» **Task data**:
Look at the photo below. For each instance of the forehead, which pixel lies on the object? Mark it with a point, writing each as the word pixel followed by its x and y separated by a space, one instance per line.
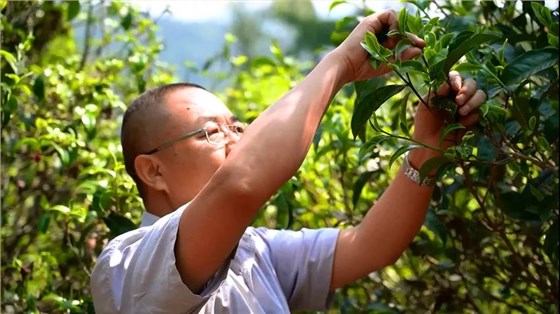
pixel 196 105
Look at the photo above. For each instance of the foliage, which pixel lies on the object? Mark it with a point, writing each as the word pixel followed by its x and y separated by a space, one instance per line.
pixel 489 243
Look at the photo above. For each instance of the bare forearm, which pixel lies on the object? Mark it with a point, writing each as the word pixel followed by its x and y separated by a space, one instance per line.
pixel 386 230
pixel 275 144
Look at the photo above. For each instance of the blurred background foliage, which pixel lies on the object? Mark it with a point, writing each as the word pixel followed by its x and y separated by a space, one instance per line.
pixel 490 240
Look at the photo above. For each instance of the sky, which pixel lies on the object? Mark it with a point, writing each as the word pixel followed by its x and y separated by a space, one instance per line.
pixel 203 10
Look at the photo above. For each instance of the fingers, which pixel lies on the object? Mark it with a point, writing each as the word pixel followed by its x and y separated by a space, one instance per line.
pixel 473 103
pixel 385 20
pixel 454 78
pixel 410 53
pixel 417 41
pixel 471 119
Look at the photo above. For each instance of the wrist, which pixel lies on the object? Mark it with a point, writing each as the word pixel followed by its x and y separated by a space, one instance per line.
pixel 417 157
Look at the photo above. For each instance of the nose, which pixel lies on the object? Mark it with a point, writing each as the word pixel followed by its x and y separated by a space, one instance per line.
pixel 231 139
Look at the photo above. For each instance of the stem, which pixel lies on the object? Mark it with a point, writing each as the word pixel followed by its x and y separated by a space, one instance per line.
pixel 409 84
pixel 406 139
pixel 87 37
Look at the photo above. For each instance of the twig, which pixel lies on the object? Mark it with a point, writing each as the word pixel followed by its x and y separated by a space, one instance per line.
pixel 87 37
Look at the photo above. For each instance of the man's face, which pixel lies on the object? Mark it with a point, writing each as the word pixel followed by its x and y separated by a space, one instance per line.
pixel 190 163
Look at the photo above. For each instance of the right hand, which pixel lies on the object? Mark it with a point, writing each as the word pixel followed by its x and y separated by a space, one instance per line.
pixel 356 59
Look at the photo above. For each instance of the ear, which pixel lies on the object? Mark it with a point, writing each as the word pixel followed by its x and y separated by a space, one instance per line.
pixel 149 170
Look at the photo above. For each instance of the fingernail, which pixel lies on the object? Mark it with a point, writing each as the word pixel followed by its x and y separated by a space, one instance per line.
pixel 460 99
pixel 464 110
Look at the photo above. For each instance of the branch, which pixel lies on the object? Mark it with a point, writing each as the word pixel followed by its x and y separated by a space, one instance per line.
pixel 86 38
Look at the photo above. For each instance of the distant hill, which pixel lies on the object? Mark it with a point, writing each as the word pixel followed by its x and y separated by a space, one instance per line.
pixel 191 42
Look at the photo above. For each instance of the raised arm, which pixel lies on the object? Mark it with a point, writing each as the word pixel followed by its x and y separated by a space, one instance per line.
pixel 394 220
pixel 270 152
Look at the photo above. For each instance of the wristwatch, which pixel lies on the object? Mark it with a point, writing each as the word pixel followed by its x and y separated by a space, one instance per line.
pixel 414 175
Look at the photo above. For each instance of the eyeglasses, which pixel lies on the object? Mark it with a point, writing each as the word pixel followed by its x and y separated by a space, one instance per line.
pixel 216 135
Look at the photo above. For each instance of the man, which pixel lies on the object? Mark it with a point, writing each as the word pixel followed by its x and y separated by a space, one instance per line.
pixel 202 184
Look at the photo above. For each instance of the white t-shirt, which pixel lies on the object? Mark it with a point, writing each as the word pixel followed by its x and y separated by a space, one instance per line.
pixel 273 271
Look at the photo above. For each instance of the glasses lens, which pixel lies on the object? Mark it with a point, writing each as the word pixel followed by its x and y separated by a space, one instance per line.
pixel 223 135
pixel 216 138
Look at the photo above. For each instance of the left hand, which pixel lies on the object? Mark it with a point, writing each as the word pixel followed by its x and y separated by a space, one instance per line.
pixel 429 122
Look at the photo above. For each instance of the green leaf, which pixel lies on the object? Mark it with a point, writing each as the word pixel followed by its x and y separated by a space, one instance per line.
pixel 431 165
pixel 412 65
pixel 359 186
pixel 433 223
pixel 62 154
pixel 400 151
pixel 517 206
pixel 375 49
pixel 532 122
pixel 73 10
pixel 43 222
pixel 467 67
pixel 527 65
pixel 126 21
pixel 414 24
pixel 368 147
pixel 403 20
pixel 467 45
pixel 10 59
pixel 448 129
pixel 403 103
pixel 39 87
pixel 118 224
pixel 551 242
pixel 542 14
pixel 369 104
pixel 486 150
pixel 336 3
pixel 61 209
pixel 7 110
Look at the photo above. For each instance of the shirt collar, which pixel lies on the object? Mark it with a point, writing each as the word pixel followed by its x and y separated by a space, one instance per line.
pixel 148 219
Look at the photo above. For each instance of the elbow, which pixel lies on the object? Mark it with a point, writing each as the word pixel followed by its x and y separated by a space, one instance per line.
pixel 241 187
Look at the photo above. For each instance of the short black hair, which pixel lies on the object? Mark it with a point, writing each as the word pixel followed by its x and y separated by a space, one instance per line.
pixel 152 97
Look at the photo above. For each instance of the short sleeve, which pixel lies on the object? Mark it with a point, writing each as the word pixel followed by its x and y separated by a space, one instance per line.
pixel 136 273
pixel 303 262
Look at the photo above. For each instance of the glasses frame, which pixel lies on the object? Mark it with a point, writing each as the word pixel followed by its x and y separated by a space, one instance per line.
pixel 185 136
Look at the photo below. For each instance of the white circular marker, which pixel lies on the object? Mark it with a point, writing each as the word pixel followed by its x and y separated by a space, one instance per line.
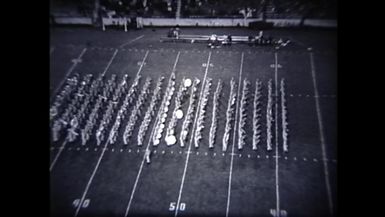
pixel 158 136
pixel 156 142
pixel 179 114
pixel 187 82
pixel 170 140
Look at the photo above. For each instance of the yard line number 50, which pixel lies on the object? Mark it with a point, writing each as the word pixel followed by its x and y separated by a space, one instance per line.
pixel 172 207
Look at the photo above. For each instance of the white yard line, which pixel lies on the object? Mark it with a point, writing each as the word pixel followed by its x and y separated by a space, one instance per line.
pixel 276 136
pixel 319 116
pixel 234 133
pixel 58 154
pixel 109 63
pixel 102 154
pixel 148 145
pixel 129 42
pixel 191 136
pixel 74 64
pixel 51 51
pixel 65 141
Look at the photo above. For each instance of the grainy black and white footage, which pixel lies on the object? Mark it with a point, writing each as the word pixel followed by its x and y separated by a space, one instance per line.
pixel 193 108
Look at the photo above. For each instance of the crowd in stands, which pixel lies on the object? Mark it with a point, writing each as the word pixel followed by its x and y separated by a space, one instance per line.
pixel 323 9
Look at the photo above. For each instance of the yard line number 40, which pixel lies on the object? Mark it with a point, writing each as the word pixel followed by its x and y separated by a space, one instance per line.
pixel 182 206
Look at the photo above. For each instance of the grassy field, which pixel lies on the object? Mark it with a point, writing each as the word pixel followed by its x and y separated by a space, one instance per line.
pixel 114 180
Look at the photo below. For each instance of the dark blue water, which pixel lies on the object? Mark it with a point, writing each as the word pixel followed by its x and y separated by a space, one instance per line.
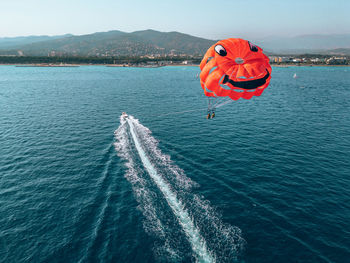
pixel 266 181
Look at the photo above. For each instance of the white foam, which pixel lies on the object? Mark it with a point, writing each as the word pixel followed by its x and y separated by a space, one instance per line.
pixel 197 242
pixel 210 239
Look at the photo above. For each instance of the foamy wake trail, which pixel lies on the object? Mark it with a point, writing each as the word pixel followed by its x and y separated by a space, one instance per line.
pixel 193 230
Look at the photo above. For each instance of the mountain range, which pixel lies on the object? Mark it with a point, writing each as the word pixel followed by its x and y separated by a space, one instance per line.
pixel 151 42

» **Assignment**: Could the data above be returned in full, exactly, with every image left out?

» **The completed task**:
Look at the photo below. For each instance of the forehead, which pixel lies on the object? Mark it with a point, writing each as the word pixel followed by its x and y separated by a space, one instance per line.
pixel 196 105
Look at the photo above. For each instance of the foliage, which pixel lies on the object? Mark it with a point, writing each as the word pixel followed by its x and y separated by a space, one instance per line.
pixel 489 243
Look at the photo above. For each instance of the bare forearm, which pixel lies on the object? Mark it with a point, writing each as the word pixel followed by its x and y separated by a space, one instance per line.
pixel 386 230
pixel 275 144
Look at the photo above. For each instance of the blurred background foliage, which pixel lies on the object? Mark it with a point, writing each as the word pixel followed by its x and y separated by a space, one instance per line.
pixel 490 240
Look at the photo above. For each instance of the sky, which pixel lies on the object? Mark it with a point, writing each as the word pixel followed by its x and y separated by a space, one instance per line.
pixel 203 10
Look at the photo above. For each instance of the fingers, which pixel lies on the object? Mark it with a point, writing each as the word pixel followed by its x and y separated by a space, one instance per line.
pixel 473 103
pixel 385 20
pixel 454 78
pixel 410 53
pixel 417 41
pixel 471 119
Look at the photo above. For each instance of the wrist, which pixel lies on the object? Mark it with a point, writing each as the word pixel followed by its x and y separated by a space, one instance per line.
pixel 417 157
Look at the photo above. For each instance of the nose, which pixel lies on the object? Mark it with a point, writing each as the word pixel followed by its x and y separated by a space, one instance per line.
pixel 231 139
Look at the photo above. For each instance of the stem, which pixel lies on the object? Mark it with a point, writing each as the word pixel followed by its x and y separated by a space, one instance per line.
pixel 409 84
pixel 406 139
pixel 87 37
Look at the photo above. For each instance of the twig, which pixel lies on the object? Mark it with a point, writing each as the word pixel followed by its x and y separated by a space, one instance per line.
pixel 87 37
Look at the photo above. For each instance of the man's face, which pixel lies on the object? Mark it with a point, writing each as the word pixel followed by its x and y separated by a space, one instance per line.
pixel 190 163
Look at the photo above. For each instance of the right hand, which pixel lies on the object? Mark it with a point, writing each as the word pixel followed by its x and y separated by a space, one instance per line.
pixel 356 59
Look at the photo above. For each instance of the ear, which pixel lies on the object? Mark it with a point, writing each as the word pixel followed by its x and y separated by a space, one instance per line.
pixel 149 170
Look at the photo above. For each instance of the fingernail, which pixel lies on the object? Mark it with a point, writing each as the word pixel followed by its x and y separated by a space, one instance per line.
pixel 460 99
pixel 464 110
Look at the photo above. For each instance of the branch, which pixel lies on the object? Mark it with a point, writing each as the word pixel followed by its x and y separated by a space, one instance per line.
pixel 86 38
Look at the photo above. For each instance of the distant hill, which pixel lies on the object? Mark it with a point, writing each as the word pixel followed by its x and y separated by a space, one instance per line.
pixel 191 42
Look at the photo above. For each instance of the raised arm, which pixel lies on the object? Mark it with a point, writing each as the word pixel followed by its x and y separated by a space, one instance per line.
pixel 394 220
pixel 270 152
Look at the photo above. For each instance of the wristwatch, which pixel lies on the object? Mark it with a point, writing each as the word pixel followed by its x and y separated by a space, one instance per line.
pixel 414 175
Look at the photo above. For each instance of the eyeglasses, which pixel lies on the object? Mark it with a point, writing each as the word pixel followed by its x and y separated by a space, one instance per line.
pixel 216 135
Look at the photo above. For each instance of the man, which pixel lies on the object? Mark it with a point, writing each as the word pixel followed by its x and y separated by a space, one instance per line.
pixel 202 184
Look at the photo above. For each instance of the white t-shirt, which pixel lies on the object? Mark it with a point, writing each as the word pixel followed by its x and y separated by a space, one instance per line.
pixel 273 271
Look at the photo above. For each instance of the glasses lens, which pixel lies on the object? Mark it with a point, writing each as the word pixel followed by its x and y separated by a space, one instance per line.
pixel 223 135
pixel 216 138
Look at the photo above. For each instance of the left hand, which pixel lies on the object? Mark it with a point, writing each as the word pixel followed by its x and y separated by a space, one instance per line.
pixel 429 122
Look at the photo above. For each instance of the green leaf, which pixel lies on the object? Mark it with a point, writing each as the word pixel followed by its x and y separated by a space, one instance per line.
pixel 431 165
pixel 412 65
pixel 359 186
pixel 433 223
pixel 62 154
pixel 400 151
pixel 517 206
pixel 375 49
pixel 532 122
pixel 73 10
pixel 43 222
pixel 467 67
pixel 527 65
pixel 126 21
pixel 414 24
pixel 368 147
pixel 403 20
pixel 467 45
pixel 10 59
pixel 448 129
pixel 403 103
pixel 39 87
pixel 118 224
pixel 551 242
pixel 542 14
pixel 369 104
pixel 486 150
pixel 336 3
pixel 61 209
pixel 7 110
Look at the photo above. For each instance of the shirt collar, which pixel lies on the object? Mark it with a point, writing each as the word pixel followed by its x and y separated by a space, one instance per line.
pixel 148 219
Look at the photo above. For each instance of the elbow, which pixel lies on the object? Mark it with a point, writing each as the word pixel followed by its x and y separated by a space, one instance per line.
pixel 241 187
Look at the photo above. For each instance of the short black hair, which pixel lies on the object? Mark it with a point, writing each as the word pixel followed by its x and y separated by a space, one instance per line.
pixel 152 97
Look at the photo above. For each instance of the short sleeve, which pixel lies on the object? Mark it with a point, writing each as the word pixel followed by its x and y separated by a space, one instance per line.
pixel 136 273
pixel 303 262
Look at the photo above. For each instance of the glasses frame, which pixel lies on the object? Mark it with a point, writing each as the word pixel followed by its x and y separated by a space, one instance per line.
pixel 185 136
Look at the photo below. For each instance of the white circular marker, which pixel lies on the object? Mark it with a point, writing each as the word pixel followed by its x and y separated by a space, one instance per line.
pixel 158 136
pixel 156 142
pixel 179 114
pixel 187 82
pixel 170 140
Look at the photo above. For each instance of the yard line number 50, which pixel lies on the object? Mark it with a point, writing each as the word pixel followed by its x and y separated by a space, one instance per line.
pixel 172 207
Look at the photo above. For each instance of the white yard line, which pixel lies on the object? Mark it with a point, writing each as the word pixel followed by its x and y separated by a space, one instance per line.
pixel 276 136
pixel 319 116
pixel 234 133
pixel 58 154
pixel 109 63
pixel 102 154
pixel 148 145
pixel 129 42
pixel 191 136
pixel 74 64
pixel 51 51
pixel 65 141
Look at the photo above. For each instance of the grainy black and white footage, which pixel lies on the object? Mark it with a point, writing each as the word pixel followed by its x and y separated by a space, one instance per line.
pixel 193 108
Look at the photo above. For each instance of the crowd in stands, which pixel lies on the object? Mark it with a point, writing each as the word pixel followed by its x and y separated by a space, one instance per line.
pixel 323 9
Look at the photo above. For each instance of the yard line number 40, which pixel lies on the object? Mark it with a point, writing each as the word pixel followed by its x and y separated by a space, one instance per line.
pixel 182 206
Look at the photo above. For each instance of the grassy field, which pixel lies on the object? Mark it with a point, writing each as the word pixel followed by its x and y separated by a space, one instance per line.
pixel 114 180
Look at the photo below. For each instance of the dark blue water, which pixel lies on the object? Mark it with a point, writing each as the word pixel followed by its x and y separated by a space, one instance per line.
pixel 266 181
Look at the photo above. For each instance of the white foam, which pixel lies on the object? Mark it with a point, writing each as the word pixel followed by its x and y separated by a space, one instance per line.
pixel 197 242
pixel 210 239
Look at the photo above. For each instance of the foamy wake trail, which pixel lies on the object? Mark it with a point, writing each as the word pixel followed by its x and y separated by a space, one instance per line.
pixel 193 230
Look at the photo above. For each instance of the mountain range, which pixel lies on the object? Mark it with a point, writing each as the word pixel followed by its x and y separated by a space, one instance per line.
pixel 151 42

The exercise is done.